[[ MATERIAL PROVIDED, beginning ]]

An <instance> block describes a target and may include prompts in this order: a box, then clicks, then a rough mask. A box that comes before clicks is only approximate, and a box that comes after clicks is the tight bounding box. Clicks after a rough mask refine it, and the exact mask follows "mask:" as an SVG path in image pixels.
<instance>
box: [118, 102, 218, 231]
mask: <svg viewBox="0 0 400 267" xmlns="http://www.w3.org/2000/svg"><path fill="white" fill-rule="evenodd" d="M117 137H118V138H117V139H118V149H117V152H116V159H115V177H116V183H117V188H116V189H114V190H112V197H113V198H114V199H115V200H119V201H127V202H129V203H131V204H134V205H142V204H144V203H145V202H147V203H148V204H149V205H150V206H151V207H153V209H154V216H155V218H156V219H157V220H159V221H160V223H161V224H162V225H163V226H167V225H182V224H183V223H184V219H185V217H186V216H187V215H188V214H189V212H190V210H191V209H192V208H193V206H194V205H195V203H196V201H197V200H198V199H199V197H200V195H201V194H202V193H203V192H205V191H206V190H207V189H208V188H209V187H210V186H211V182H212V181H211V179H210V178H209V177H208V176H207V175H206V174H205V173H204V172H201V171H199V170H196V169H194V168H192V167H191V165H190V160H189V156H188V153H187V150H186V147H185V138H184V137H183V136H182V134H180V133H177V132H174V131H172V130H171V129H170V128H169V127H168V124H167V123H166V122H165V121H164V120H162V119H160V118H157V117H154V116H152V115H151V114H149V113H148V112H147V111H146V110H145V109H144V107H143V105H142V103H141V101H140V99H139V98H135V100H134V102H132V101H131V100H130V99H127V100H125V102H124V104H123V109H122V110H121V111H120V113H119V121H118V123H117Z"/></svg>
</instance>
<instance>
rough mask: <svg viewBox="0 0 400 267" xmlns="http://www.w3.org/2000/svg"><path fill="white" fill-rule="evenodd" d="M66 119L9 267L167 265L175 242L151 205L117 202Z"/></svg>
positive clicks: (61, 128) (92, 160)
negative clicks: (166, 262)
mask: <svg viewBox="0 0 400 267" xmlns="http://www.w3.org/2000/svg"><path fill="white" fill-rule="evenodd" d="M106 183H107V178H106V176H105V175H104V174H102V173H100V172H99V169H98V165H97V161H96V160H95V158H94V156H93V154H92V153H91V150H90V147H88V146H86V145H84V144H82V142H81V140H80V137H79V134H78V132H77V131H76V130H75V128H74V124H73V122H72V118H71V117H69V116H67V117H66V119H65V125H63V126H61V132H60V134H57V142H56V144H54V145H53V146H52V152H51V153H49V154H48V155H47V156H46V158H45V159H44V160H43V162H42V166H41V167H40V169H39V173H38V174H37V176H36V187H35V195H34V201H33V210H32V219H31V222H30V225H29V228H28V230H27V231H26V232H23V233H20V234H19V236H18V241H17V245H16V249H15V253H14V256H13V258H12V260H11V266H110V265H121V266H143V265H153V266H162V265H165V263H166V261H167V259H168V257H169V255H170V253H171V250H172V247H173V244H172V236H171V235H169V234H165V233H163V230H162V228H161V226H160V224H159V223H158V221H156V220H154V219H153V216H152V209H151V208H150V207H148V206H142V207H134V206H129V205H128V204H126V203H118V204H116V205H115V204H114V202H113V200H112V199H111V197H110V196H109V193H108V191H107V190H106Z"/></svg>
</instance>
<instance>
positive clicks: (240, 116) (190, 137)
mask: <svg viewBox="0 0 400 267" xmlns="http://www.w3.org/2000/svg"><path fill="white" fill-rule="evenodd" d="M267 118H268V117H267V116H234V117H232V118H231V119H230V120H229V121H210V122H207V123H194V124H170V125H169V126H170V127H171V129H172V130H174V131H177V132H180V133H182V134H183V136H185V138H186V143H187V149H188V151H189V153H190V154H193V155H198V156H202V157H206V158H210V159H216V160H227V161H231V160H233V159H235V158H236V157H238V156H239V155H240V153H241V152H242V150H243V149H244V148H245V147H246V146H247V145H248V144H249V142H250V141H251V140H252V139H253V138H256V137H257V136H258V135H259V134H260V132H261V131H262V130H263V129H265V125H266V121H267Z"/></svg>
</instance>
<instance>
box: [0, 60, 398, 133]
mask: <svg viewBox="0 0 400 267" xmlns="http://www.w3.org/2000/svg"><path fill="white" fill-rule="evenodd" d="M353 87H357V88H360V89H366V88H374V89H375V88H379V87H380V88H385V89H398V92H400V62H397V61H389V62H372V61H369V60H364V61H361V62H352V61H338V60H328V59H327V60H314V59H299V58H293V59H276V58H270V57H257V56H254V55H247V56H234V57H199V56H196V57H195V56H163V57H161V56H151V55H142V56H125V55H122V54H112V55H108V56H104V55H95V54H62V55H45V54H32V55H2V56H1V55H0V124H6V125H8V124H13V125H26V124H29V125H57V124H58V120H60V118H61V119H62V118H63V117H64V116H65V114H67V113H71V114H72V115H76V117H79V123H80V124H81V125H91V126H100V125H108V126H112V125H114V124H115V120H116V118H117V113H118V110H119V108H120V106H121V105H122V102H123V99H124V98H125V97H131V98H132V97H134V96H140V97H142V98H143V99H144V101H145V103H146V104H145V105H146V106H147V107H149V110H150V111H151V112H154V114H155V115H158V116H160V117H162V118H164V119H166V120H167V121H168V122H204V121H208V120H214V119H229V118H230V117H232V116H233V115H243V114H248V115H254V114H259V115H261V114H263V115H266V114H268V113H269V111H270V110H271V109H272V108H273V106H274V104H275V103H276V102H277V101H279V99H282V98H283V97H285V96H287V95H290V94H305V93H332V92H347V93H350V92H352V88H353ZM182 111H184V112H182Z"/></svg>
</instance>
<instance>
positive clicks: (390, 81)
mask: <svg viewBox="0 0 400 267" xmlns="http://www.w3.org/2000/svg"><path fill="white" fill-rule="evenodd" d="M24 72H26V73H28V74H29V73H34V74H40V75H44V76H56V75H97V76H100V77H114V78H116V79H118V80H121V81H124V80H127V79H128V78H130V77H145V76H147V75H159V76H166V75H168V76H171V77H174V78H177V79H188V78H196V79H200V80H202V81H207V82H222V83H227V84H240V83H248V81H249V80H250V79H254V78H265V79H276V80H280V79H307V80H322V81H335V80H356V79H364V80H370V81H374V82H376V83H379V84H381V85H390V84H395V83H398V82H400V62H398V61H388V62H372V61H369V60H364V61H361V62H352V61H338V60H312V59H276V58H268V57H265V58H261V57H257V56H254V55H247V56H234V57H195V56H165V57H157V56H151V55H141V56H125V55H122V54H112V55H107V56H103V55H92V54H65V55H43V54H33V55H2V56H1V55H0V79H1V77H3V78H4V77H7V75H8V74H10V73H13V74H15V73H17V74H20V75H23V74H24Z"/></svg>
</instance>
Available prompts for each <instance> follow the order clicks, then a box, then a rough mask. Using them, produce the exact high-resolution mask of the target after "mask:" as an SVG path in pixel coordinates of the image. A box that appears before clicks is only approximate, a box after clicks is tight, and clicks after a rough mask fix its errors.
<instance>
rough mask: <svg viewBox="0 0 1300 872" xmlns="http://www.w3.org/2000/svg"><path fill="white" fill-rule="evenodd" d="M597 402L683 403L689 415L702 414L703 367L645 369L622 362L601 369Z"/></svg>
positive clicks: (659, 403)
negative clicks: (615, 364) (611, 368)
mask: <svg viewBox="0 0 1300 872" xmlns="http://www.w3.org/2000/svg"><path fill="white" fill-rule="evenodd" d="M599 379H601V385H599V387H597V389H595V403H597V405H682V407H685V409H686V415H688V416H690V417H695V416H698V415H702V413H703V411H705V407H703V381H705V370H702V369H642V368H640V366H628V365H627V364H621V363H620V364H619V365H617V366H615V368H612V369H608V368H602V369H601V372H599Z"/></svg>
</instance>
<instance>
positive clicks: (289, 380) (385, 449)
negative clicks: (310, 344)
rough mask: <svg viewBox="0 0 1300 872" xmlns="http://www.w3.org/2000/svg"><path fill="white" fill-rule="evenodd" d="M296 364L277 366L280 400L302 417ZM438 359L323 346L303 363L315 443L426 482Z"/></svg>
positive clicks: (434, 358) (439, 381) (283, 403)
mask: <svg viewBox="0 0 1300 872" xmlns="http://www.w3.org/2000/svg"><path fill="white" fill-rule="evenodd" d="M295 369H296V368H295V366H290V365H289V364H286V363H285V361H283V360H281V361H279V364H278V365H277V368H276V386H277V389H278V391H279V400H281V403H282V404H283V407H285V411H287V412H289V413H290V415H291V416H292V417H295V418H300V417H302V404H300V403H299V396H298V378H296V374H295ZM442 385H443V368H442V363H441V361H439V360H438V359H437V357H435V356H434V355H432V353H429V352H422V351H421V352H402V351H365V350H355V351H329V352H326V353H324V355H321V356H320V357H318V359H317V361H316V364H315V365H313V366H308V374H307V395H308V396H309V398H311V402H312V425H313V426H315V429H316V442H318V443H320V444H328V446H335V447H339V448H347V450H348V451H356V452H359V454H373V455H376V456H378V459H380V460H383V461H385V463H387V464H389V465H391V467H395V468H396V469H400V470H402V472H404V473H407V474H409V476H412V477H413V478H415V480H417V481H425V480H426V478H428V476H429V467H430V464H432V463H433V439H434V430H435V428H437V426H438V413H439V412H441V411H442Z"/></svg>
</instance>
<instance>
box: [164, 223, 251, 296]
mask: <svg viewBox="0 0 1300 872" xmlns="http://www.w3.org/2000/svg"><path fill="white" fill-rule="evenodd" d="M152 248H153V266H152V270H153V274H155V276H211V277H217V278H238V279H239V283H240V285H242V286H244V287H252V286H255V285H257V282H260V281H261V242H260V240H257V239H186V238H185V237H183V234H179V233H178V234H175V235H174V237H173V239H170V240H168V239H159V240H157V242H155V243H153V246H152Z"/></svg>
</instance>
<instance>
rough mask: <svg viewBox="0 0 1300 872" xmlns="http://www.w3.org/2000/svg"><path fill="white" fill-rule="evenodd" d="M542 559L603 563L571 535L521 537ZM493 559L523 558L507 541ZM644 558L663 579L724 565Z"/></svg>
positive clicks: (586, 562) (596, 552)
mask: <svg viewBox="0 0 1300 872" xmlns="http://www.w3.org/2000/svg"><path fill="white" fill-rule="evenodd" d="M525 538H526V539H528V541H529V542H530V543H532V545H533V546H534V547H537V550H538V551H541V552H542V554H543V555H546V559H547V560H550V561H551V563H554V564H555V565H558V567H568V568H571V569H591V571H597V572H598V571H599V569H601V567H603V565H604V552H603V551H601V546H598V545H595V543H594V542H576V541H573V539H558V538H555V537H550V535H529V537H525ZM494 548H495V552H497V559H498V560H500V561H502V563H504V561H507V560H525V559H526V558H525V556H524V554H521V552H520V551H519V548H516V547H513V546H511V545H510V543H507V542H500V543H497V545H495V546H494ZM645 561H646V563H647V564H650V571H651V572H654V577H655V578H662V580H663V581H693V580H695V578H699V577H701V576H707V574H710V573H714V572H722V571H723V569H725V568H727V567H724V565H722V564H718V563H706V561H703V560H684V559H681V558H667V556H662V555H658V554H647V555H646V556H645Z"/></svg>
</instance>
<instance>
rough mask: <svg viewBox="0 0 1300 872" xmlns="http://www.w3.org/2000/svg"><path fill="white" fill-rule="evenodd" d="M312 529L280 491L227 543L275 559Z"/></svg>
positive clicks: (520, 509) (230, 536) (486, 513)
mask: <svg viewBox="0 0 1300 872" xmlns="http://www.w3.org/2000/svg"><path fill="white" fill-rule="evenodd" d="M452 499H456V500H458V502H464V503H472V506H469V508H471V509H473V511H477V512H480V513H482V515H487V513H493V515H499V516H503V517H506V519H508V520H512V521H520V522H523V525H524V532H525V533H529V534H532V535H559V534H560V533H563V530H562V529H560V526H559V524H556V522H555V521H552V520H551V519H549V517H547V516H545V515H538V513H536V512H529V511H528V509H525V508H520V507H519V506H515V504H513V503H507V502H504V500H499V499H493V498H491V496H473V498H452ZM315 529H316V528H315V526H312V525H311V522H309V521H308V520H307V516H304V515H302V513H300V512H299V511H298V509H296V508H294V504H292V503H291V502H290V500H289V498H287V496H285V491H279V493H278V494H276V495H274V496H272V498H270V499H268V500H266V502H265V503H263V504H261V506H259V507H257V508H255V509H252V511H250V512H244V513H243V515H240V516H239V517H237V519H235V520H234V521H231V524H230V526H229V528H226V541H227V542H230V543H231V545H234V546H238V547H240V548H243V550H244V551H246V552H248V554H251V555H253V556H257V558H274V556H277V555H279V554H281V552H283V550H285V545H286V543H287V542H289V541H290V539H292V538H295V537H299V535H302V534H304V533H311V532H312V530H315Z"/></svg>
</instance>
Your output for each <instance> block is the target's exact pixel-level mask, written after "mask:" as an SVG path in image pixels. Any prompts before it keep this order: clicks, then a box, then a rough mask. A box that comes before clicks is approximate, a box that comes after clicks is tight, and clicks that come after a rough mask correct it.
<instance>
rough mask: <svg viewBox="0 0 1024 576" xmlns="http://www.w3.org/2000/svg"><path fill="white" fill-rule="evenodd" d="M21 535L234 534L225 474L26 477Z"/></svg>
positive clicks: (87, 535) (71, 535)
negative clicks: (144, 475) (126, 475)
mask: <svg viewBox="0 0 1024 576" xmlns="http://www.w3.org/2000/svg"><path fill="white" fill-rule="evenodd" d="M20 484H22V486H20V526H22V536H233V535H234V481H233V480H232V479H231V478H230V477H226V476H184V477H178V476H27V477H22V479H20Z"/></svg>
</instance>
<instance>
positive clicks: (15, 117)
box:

[[ MATERIAL PROVIDED, end ]]

■ ABOUT THIS EXERCISE: Using the records above, copy word for word the line with "positive clicks: (659, 403)", the line with "364L277 366L280 400L302", and every line between them.

■ ANSWER SPACE:
positive clicks: (659, 403)
negative clicks: (615, 364) (611, 368)
mask: <svg viewBox="0 0 1300 872" xmlns="http://www.w3.org/2000/svg"><path fill="white" fill-rule="evenodd" d="M599 379H601V385H599V387H597V389H595V403H597V405H682V407H685V409H686V415H688V416H690V417H695V416H698V415H702V413H703V411H705V407H703V381H705V370H702V369H642V368H640V366H628V365H627V364H621V363H620V364H619V365H617V366H615V368H612V369H608V368H602V369H601V372H599Z"/></svg>
</instance>
<instance>
positive clicks: (289, 380) (385, 449)
negative clicks: (310, 344)
rough mask: <svg viewBox="0 0 1300 872" xmlns="http://www.w3.org/2000/svg"><path fill="white" fill-rule="evenodd" d="M296 364L277 366L280 400L302 417ZM438 359L323 346L303 363L315 443L426 482Z"/></svg>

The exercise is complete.